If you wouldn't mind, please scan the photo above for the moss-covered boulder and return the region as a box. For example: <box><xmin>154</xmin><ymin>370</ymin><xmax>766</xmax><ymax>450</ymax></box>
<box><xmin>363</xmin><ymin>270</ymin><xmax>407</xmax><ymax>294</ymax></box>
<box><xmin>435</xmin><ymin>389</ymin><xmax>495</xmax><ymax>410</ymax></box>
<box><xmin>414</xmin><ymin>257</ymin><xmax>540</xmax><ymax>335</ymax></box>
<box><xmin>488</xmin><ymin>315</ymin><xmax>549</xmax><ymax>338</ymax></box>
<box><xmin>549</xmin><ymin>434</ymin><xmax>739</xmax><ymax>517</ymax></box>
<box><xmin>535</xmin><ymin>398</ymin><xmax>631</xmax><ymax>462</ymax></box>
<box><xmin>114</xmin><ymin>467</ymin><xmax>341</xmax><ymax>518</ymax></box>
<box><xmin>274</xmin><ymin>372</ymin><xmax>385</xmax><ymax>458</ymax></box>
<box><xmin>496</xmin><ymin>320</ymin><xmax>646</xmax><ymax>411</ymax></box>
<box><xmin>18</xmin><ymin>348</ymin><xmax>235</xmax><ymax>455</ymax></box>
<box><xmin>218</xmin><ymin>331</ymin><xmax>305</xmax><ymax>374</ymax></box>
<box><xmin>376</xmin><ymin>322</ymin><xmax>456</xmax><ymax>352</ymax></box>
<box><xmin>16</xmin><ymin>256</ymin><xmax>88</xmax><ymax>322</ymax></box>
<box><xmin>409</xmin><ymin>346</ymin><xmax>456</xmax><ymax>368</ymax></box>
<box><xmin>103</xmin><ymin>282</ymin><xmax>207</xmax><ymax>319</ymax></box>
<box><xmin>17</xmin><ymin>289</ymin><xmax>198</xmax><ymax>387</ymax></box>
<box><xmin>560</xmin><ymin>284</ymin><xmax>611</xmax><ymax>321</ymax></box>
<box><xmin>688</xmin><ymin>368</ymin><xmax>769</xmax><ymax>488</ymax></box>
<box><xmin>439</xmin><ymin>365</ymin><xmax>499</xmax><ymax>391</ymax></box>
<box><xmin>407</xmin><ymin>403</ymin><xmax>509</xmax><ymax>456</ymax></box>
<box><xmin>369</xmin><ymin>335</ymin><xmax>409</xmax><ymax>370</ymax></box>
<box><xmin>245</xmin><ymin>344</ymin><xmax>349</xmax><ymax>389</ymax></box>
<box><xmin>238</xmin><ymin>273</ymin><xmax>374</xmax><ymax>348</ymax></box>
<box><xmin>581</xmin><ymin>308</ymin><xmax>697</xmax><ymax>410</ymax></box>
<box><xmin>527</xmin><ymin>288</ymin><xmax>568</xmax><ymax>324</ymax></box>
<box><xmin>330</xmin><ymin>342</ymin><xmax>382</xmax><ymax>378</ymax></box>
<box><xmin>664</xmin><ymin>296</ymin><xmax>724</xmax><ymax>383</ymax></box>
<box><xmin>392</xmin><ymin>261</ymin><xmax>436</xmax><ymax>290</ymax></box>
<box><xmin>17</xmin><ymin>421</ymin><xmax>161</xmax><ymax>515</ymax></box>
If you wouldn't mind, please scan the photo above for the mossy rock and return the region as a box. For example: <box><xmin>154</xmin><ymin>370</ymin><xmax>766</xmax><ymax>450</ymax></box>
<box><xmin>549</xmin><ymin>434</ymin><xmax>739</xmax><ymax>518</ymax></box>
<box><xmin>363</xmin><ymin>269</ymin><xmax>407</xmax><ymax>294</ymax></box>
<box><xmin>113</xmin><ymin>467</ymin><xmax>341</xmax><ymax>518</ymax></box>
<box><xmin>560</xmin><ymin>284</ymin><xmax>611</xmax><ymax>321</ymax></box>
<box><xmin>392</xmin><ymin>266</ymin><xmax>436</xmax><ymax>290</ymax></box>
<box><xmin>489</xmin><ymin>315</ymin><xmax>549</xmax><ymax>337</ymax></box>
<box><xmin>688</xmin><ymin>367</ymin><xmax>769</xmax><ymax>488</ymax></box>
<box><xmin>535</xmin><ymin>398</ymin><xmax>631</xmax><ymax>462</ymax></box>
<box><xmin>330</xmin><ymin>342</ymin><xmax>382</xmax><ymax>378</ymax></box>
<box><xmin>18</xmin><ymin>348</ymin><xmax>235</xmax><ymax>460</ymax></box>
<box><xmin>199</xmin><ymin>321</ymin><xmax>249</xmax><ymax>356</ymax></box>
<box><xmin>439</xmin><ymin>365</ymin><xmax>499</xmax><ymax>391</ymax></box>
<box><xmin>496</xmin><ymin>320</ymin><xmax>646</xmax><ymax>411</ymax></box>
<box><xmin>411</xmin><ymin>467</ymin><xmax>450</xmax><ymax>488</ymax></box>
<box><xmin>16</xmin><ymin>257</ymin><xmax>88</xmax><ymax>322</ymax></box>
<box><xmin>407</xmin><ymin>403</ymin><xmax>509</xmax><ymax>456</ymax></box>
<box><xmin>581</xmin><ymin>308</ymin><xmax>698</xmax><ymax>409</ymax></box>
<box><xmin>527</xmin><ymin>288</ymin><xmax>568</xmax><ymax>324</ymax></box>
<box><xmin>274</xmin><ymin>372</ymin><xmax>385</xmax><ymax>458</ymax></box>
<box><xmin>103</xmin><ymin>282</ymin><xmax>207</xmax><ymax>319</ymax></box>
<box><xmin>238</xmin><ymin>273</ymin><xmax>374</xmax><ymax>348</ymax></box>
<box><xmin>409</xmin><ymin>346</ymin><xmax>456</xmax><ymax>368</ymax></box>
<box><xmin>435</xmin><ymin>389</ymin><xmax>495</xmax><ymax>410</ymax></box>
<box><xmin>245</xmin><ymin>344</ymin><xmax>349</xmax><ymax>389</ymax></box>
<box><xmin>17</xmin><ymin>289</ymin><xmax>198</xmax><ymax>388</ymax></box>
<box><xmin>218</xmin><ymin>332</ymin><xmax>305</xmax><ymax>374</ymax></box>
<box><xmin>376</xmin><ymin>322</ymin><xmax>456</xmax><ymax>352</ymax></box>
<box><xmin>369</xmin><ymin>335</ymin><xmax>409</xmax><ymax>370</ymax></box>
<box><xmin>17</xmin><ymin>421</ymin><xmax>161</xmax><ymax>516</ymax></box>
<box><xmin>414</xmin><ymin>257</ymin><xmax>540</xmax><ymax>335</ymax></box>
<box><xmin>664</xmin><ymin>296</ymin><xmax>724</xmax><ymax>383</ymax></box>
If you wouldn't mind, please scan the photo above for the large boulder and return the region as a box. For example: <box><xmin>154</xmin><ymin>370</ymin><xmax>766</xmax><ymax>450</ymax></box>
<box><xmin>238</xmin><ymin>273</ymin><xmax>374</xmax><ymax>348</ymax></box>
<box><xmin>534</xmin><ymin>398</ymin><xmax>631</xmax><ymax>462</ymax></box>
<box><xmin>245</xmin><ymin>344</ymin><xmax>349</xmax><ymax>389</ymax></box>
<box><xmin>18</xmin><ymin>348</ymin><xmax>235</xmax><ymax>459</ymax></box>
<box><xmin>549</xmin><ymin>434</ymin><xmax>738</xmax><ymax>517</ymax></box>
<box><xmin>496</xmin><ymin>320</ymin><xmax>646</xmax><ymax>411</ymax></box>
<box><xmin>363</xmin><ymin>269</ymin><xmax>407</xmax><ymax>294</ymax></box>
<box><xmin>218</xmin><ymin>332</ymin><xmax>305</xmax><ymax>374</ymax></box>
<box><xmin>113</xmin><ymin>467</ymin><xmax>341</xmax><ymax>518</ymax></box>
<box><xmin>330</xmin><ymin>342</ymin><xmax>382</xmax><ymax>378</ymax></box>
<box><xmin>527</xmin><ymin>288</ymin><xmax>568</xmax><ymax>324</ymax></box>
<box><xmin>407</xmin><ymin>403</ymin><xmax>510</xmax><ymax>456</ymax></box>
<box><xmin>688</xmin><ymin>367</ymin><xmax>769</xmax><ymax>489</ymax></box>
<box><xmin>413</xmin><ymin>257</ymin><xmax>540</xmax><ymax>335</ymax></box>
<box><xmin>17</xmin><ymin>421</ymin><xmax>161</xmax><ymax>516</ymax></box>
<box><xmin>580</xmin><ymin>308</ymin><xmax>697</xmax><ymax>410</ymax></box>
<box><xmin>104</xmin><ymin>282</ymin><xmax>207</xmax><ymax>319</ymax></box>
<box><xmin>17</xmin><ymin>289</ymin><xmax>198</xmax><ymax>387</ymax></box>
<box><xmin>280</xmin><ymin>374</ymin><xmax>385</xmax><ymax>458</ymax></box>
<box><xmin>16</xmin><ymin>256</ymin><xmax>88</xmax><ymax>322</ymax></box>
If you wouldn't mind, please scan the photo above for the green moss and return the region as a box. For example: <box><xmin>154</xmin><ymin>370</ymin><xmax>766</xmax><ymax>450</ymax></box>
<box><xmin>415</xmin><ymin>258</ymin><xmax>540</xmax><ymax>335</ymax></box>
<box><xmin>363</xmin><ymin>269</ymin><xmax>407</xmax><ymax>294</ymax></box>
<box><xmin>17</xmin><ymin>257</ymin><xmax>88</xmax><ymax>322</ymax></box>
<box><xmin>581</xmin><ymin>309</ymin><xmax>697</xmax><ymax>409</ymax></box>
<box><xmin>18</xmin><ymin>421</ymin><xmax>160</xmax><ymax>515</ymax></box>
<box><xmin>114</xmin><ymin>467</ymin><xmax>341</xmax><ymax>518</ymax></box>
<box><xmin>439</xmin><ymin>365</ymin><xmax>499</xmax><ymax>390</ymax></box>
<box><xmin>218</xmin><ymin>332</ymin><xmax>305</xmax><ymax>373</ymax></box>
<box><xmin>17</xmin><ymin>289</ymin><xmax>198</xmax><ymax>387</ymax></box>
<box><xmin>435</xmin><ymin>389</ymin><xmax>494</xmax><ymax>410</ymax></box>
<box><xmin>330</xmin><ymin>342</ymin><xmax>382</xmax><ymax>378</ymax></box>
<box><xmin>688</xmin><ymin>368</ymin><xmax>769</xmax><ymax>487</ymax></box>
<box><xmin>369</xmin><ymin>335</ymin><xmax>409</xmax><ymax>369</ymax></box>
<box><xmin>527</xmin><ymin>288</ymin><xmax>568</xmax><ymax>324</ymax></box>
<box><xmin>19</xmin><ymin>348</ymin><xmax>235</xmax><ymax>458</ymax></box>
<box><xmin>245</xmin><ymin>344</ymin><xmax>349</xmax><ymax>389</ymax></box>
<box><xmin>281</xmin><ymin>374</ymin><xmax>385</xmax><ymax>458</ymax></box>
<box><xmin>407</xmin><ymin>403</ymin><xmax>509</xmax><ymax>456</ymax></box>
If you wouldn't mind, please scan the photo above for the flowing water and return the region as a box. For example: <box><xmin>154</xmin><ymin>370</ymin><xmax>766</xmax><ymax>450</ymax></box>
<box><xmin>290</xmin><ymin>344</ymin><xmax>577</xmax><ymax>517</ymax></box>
☆ ☆ ☆ ☆ ☆
## AUFGABENDETAILS
Extrahieren Sie aus der obigen Auflistung sämtliche Zeilen, welche die Zeichenfolge „boulder“ enthalten. Groß- und Kleinschreibung sind dabei zu beachten.

## ANTWORT ZUR AUFGABE
If you wouldn't mind, please scan the photo above for the moss-covered boulder and return the region as a box. For example: <box><xmin>154</xmin><ymin>370</ymin><xmax>766</xmax><ymax>450</ymax></box>
If you wouldn't mind, please scan the photo above for the large boulder and return the region as a box. For example: <box><xmin>154</xmin><ymin>370</ymin><xmax>766</xmax><ymax>450</ymax></box>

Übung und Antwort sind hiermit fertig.